BEGIN Data in this exercise
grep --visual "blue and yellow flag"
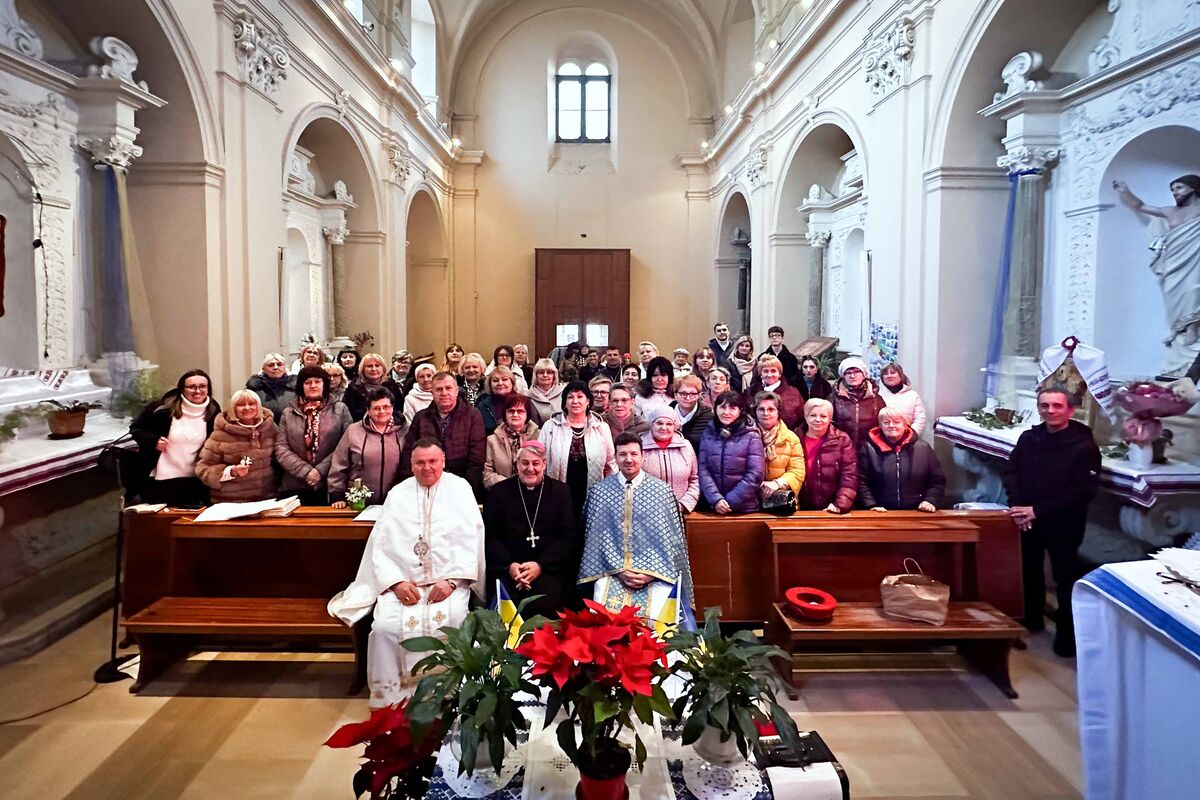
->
[496,578,524,648]
[654,576,682,639]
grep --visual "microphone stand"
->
[91,445,133,684]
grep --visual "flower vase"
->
[692,726,746,766]
[1128,441,1154,469]
[575,739,632,800]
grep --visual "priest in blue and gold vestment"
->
[580,433,692,624]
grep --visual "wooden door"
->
[534,248,630,356]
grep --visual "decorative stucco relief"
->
[233,11,292,98]
[863,17,917,101]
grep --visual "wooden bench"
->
[125,597,371,694]
[767,601,1025,699]
[125,509,372,694]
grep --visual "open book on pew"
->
[196,495,300,522]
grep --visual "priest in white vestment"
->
[329,438,484,708]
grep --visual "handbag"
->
[762,489,796,517]
[880,559,950,625]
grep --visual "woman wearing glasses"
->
[130,369,221,506]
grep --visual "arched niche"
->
[1096,125,1200,380]
[409,0,438,103]
[281,113,386,349]
[714,191,751,333]
[406,188,451,355]
[718,0,758,104]
[0,134,40,369]
[770,118,871,351]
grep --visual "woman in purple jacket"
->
[700,391,764,515]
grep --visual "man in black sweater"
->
[1003,387,1100,658]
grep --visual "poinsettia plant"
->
[325,700,442,800]
[516,600,674,770]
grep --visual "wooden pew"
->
[684,511,1024,624]
[125,509,372,694]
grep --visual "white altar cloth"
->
[1073,561,1200,800]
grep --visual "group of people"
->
[131,324,1094,703]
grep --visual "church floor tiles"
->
[0,616,1081,800]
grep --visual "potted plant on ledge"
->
[402,599,546,788]
[517,600,672,800]
[668,607,799,765]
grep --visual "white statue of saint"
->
[1112,175,1200,375]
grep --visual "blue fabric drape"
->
[100,167,134,353]
[983,169,1042,398]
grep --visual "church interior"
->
[0,0,1200,800]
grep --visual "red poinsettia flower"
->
[325,702,408,747]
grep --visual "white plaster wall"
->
[468,10,696,349]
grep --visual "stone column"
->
[804,229,829,336]
[322,225,350,338]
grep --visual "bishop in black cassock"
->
[484,465,578,619]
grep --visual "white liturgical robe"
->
[329,473,484,708]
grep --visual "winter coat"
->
[475,395,542,435]
[829,378,884,450]
[538,413,619,487]
[745,378,804,431]
[529,384,566,420]
[329,419,408,505]
[246,373,296,425]
[642,431,700,511]
[275,403,353,494]
[762,422,804,495]
[858,428,946,511]
[600,411,650,439]
[1003,420,1100,530]
[196,405,276,503]
[798,425,858,511]
[880,381,925,437]
[130,389,221,489]
[700,420,763,513]
[792,373,833,403]
[484,420,538,489]
[671,401,713,455]
[343,377,404,425]
[400,397,487,497]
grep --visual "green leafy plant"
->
[42,401,104,414]
[402,597,546,775]
[667,607,799,757]
[108,371,162,417]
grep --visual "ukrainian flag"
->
[654,576,683,639]
[496,578,524,648]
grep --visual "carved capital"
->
[746,148,767,186]
[233,11,292,97]
[78,134,142,169]
[0,0,43,60]
[88,36,150,91]
[992,50,1045,103]
[996,145,1060,173]
[320,225,350,246]
[863,17,917,101]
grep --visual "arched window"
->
[554,61,612,144]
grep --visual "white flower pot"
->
[1129,441,1154,469]
[692,726,745,766]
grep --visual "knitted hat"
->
[838,355,868,378]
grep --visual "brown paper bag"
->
[880,559,950,625]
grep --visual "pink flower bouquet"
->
[1115,381,1195,445]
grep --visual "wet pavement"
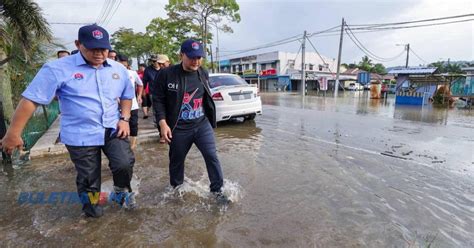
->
[0,92,474,247]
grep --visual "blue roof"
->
[388,67,438,74]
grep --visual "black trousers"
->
[128,109,138,137]
[169,120,224,192]
[66,129,135,216]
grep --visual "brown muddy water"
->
[0,92,474,247]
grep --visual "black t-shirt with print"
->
[176,71,206,129]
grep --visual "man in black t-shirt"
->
[151,40,229,204]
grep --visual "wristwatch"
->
[120,116,130,122]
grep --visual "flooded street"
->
[0,92,474,247]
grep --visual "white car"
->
[209,73,262,122]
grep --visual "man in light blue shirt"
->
[2,24,135,217]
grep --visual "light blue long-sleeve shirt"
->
[22,53,135,146]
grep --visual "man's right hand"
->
[159,119,173,144]
[1,132,23,155]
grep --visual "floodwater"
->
[0,92,474,247]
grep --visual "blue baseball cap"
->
[78,24,112,50]
[181,39,204,59]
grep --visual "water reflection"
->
[393,105,449,125]
[262,91,474,127]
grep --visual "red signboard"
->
[260,68,276,76]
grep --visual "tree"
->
[111,27,152,64]
[370,63,387,74]
[146,17,198,61]
[358,56,373,72]
[0,0,52,123]
[165,0,240,58]
[428,61,463,74]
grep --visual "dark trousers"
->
[66,129,135,217]
[169,120,224,192]
[128,109,138,136]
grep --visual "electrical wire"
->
[410,47,428,64]
[345,24,404,62]
[104,0,122,26]
[306,37,334,74]
[350,14,474,27]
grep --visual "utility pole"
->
[334,18,346,97]
[301,30,306,97]
[405,43,410,68]
[210,45,215,73]
[216,47,221,73]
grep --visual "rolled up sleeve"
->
[120,70,135,100]
[21,64,60,105]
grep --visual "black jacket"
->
[142,65,160,90]
[150,64,217,130]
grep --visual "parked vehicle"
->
[347,83,357,90]
[209,73,262,122]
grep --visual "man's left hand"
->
[117,120,130,139]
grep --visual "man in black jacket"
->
[142,55,160,119]
[151,40,229,203]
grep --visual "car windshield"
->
[209,75,247,88]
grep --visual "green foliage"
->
[146,17,198,62]
[370,63,387,74]
[165,0,240,57]
[0,0,52,64]
[111,27,152,63]
[0,0,54,120]
[342,56,387,74]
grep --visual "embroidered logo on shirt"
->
[74,72,84,80]
[168,83,178,90]
[92,30,104,40]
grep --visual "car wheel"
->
[245,114,257,121]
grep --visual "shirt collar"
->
[74,52,112,67]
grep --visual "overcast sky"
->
[36,0,474,66]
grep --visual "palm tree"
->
[0,0,52,137]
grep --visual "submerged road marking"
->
[274,128,433,168]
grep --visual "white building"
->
[219,51,344,90]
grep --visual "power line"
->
[353,19,474,30]
[281,41,303,71]
[344,26,404,62]
[100,0,117,25]
[96,0,112,25]
[221,34,300,53]
[306,35,340,74]
[221,25,341,57]
[410,47,428,64]
[49,22,90,25]
[218,38,301,57]
[307,25,341,37]
[350,14,474,27]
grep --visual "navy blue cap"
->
[181,39,204,59]
[78,24,112,50]
[117,54,128,62]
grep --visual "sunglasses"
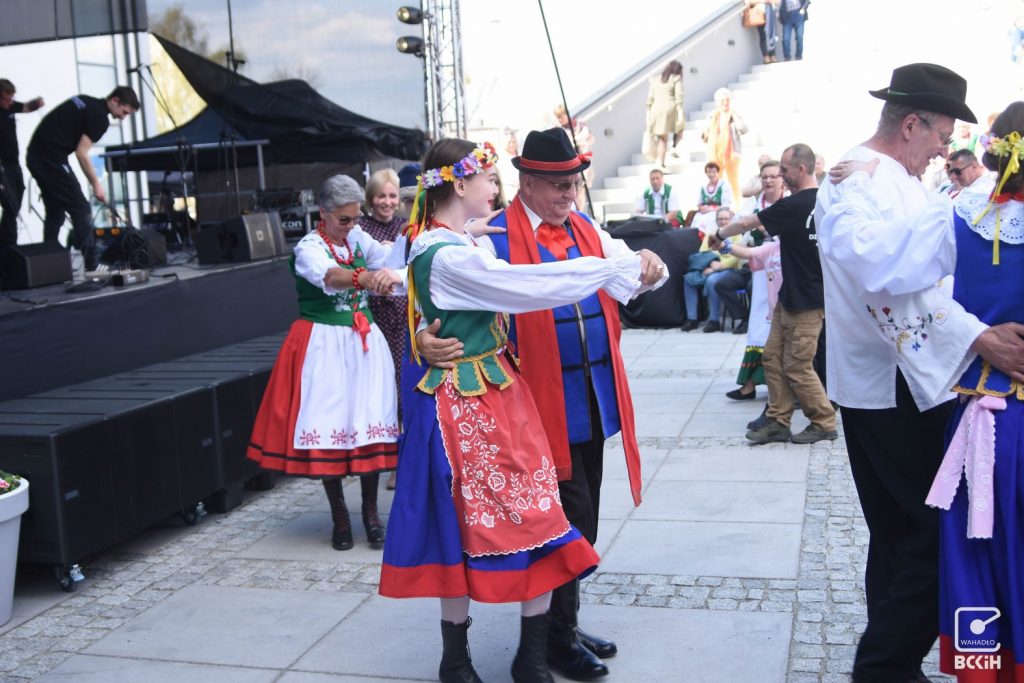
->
[534,175,583,195]
[331,211,364,227]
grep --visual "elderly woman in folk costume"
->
[380,138,655,682]
[247,175,402,550]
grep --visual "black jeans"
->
[842,375,952,683]
[0,161,25,249]
[26,155,95,260]
[550,391,604,632]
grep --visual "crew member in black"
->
[0,78,43,249]
[26,86,139,270]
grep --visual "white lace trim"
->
[953,190,1024,245]
[409,227,476,263]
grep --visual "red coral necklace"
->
[316,221,355,265]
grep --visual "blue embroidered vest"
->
[953,213,1024,400]
[488,213,622,443]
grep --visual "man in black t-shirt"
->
[0,78,43,249]
[26,86,139,270]
[712,144,839,443]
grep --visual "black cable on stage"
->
[537,0,594,217]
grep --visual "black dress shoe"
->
[548,634,608,681]
[725,387,758,400]
[577,627,618,659]
[746,405,768,430]
[331,525,355,550]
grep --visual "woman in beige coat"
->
[647,59,683,168]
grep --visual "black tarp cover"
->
[108,36,427,171]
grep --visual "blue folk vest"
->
[488,213,622,443]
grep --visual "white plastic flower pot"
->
[0,479,29,626]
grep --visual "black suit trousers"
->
[842,375,952,683]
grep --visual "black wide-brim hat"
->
[868,63,978,123]
[512,128,590,175]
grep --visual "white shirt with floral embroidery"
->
[814,146,987,411]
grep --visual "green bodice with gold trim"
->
[412,243,513,396]
[288,244,374,328]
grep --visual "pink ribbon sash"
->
[925,396,1007,539]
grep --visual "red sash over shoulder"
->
[505,197,641,505]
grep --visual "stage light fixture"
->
[398,6,423,24]
[395,36,423,57]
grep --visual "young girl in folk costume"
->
[247,175,402,550]
[926,101,1024,683]
[380,139,640,682]
[690,161,732,233]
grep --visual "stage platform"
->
[0,257,298,400]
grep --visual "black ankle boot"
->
[512,614,555,683]
[359,473,384,550]
[362,503,384,550]
[548,620,608,681]
[437,618,483,683]
[324,478,355,550]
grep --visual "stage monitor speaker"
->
[0,242,71,290]
[142,211,196,251]
[223,211,285,262]
[99,227,167,268]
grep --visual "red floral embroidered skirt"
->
[380,358,598,602]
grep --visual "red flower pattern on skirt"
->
[435,359,569,556]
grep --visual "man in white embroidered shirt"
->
[815,63,1024,683]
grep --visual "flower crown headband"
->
[974,130,1024,265]
[417,142,498,189]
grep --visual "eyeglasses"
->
[534,175,583,195]
[331,211,366,227]
[918,115,953,147]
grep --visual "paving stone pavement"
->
[0,330,949,683]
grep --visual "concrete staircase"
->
[591,60,880,222]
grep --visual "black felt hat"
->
[512,128,590,175]
[868,63,978,123]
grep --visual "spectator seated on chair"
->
[690,161,733,233]
[683,207,744,332]
[633,168,679,223]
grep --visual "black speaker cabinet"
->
[0,242,71,290]
[196,223,230,265]
[224,211,285,262]
[99,227,167,268]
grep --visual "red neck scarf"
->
[505,196,641,505]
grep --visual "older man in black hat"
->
[814,63,1024,683]
[417,128,668,681]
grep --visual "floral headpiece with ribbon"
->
[418,142,498,189]
[404,142,498,365]
[974,130,1024,265]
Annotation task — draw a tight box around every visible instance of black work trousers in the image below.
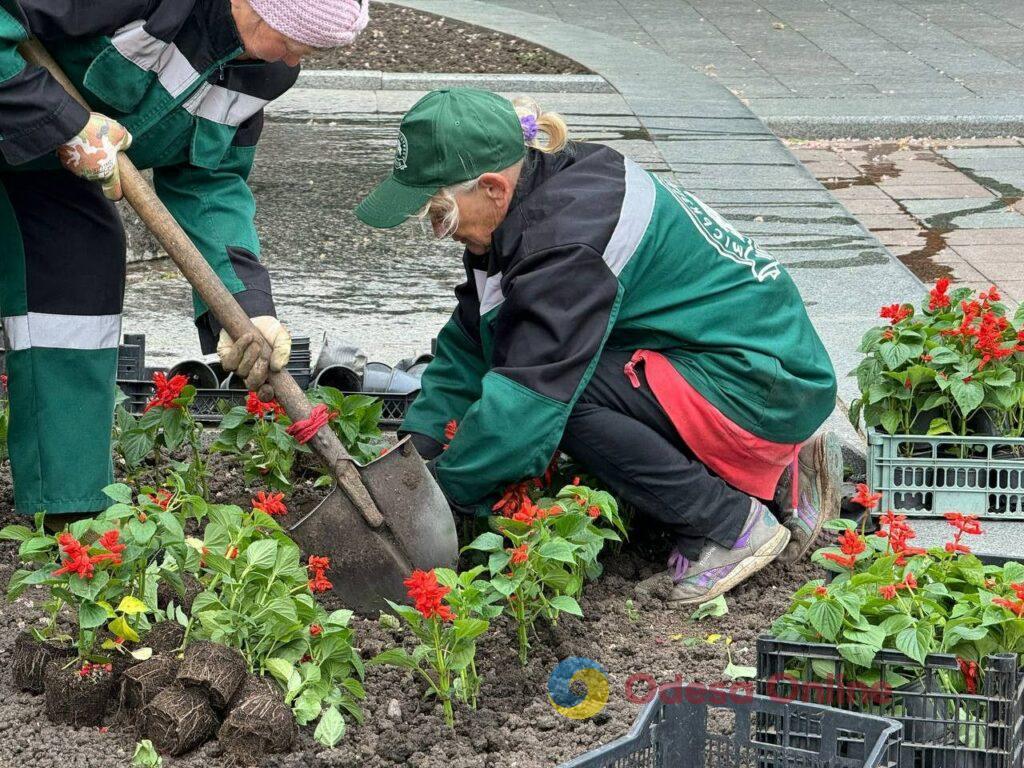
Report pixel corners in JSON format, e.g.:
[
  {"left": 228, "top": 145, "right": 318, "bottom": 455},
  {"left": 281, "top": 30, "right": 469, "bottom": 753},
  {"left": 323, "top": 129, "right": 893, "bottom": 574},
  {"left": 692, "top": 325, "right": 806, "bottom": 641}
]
[{"left": 560, "top": 349, "right": 751, "bottom": 560}]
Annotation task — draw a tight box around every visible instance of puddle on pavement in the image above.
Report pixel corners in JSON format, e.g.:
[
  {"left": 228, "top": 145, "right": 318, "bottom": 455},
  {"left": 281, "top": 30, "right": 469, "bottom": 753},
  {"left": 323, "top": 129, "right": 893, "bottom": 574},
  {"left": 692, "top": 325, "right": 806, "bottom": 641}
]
[
  {"left": 822, "top": 142, "right": 1024, "bottom": 283},
  {"left": 123, "top": 122, "right": 465, "bottom": 365}
]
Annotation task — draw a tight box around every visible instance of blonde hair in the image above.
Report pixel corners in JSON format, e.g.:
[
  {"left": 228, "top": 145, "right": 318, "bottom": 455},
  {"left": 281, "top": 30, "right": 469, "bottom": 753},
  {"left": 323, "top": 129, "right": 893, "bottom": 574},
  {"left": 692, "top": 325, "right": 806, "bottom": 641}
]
[{"left": 419, "top": 96, "right": 571, "bottom": 238}]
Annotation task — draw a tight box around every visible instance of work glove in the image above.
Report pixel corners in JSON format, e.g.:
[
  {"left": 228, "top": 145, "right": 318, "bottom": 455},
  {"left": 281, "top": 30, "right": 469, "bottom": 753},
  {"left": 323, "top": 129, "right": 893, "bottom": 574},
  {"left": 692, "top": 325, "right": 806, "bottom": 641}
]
[
  {"left": 57, "top": 112, "right": 131, "bottom": 200},
  {"left": 217, "top": 315, "right": 292, "bottom": 402}
]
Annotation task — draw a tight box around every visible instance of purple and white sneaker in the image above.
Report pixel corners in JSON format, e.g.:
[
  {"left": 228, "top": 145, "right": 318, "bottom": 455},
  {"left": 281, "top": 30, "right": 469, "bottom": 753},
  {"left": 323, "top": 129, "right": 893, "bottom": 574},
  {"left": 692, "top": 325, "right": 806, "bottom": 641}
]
[
  {"left": 775, "top": 432, "right": 843, "bottom": 562},
  {"left": 669, "top": 499, "right": 790, "bottom": 605}
]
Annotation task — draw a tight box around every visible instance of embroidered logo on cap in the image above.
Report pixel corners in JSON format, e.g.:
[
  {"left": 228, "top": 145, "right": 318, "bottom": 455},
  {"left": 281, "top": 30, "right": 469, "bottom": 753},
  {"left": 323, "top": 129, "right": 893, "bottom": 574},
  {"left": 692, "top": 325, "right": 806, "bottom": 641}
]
[{"left": 394, "top": 131, "right": 409, "bottom": 171}]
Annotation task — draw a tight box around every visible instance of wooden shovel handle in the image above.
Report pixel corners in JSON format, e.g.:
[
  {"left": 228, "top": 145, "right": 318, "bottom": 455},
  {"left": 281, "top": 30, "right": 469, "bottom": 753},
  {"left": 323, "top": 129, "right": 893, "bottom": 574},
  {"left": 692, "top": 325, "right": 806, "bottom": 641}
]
[{"left": 18, "top": 38, "right": 384, "bottom": 527}]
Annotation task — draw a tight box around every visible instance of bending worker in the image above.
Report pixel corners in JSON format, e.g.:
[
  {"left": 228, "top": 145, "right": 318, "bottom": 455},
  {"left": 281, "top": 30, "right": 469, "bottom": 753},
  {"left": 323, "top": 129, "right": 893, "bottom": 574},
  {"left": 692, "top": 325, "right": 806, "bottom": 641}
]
[
  {"left": 0, "top": 0, "right": 368, "bottom": 515},
  {"left": 356, "top": 89, "right": 842, "bottom": 604}
]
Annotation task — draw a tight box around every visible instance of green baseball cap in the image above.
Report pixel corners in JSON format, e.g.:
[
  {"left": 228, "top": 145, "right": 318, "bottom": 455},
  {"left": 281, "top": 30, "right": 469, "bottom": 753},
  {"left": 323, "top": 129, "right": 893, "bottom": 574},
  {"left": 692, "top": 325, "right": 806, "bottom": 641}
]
[{"left": 355, "top": 88, "right": 526, "bottom": 229}]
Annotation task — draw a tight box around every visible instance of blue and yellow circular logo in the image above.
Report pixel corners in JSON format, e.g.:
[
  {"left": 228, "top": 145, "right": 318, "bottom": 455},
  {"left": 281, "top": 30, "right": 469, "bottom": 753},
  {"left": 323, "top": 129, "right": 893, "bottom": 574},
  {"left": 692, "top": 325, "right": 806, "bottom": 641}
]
[{"left": 548, "top": 656, "right": 608, "bottom": 720}]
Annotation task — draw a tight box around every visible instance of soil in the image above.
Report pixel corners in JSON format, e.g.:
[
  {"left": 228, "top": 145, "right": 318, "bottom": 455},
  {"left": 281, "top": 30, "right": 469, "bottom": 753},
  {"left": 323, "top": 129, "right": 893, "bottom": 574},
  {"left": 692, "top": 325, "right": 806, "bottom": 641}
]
[
  {"left": 0, "top": 457, "right": 821, "bottom": 768},
  {"left": 302, "top": 3, "right": 590, "bottom": 75}
]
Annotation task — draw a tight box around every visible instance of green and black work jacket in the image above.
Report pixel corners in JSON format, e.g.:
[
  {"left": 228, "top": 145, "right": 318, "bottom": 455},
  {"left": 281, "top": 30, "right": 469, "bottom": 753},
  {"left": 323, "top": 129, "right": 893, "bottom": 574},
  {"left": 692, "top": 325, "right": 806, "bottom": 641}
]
[
  {"left": 401, "top": 144, "right": 836, "bottom": 505},
  {"left": 0, "top": 0, "right": 298, "bottom": 351}
]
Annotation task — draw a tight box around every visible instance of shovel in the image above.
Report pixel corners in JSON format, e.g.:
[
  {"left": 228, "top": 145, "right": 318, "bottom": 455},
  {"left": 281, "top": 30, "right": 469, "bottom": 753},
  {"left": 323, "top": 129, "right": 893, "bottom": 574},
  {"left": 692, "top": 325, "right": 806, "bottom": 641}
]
[{"left": 19, "top": 39, "right": 459, "bottom": 614}]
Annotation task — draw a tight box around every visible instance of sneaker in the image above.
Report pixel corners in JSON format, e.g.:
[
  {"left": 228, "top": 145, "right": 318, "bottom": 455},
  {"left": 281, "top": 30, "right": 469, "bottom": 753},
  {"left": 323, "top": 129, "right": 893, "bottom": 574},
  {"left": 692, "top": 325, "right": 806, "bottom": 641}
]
[
  {"left": 669, "top": 499, "right": 790, "bottom": 605},
  {"left": 775, "top": 432, "right": 843, "bottom": 562}
]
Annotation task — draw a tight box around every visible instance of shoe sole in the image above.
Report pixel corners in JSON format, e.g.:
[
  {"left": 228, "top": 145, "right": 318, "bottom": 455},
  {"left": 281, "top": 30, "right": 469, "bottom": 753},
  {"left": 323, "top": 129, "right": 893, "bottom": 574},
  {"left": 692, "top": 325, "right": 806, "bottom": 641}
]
[
  {"left": 780, "top": 432, "right": 843, "bottom": 563},
  {"left": 668, "top": 525, "right": 790, "bottom": 606}
]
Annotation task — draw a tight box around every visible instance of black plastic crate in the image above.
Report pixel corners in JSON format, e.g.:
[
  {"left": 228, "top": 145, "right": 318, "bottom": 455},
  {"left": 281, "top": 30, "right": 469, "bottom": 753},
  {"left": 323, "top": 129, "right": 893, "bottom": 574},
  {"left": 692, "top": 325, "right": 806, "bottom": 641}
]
[
  {"left": 118, "top": 381, "right": 411, "bottom": 429},
  {"left": 757, "top": 637, "right": 1024, "bottom": 768},
  {"left": 560, "top": 683, "right": 900, "bottom": 768}
]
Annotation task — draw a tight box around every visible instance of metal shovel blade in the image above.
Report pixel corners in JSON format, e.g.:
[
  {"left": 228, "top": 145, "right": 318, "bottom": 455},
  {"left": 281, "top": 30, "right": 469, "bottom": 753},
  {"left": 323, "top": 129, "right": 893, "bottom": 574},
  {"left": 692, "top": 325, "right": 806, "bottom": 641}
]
[{"left": 289, "top": 437, "right": 459, "bottom": 615}]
END Data in this exercise
• _Required task_:
Extract every line of the material above that contains the word "woman". Match case: an occurrence with different capitalization does not count.

• _Result of this task_:
grep --visual "woman wearing glasses"
grep --visual "woman in purple jacket"
grep --visual "elderly woman in folk costume"
grep --visual "woman in beige coat"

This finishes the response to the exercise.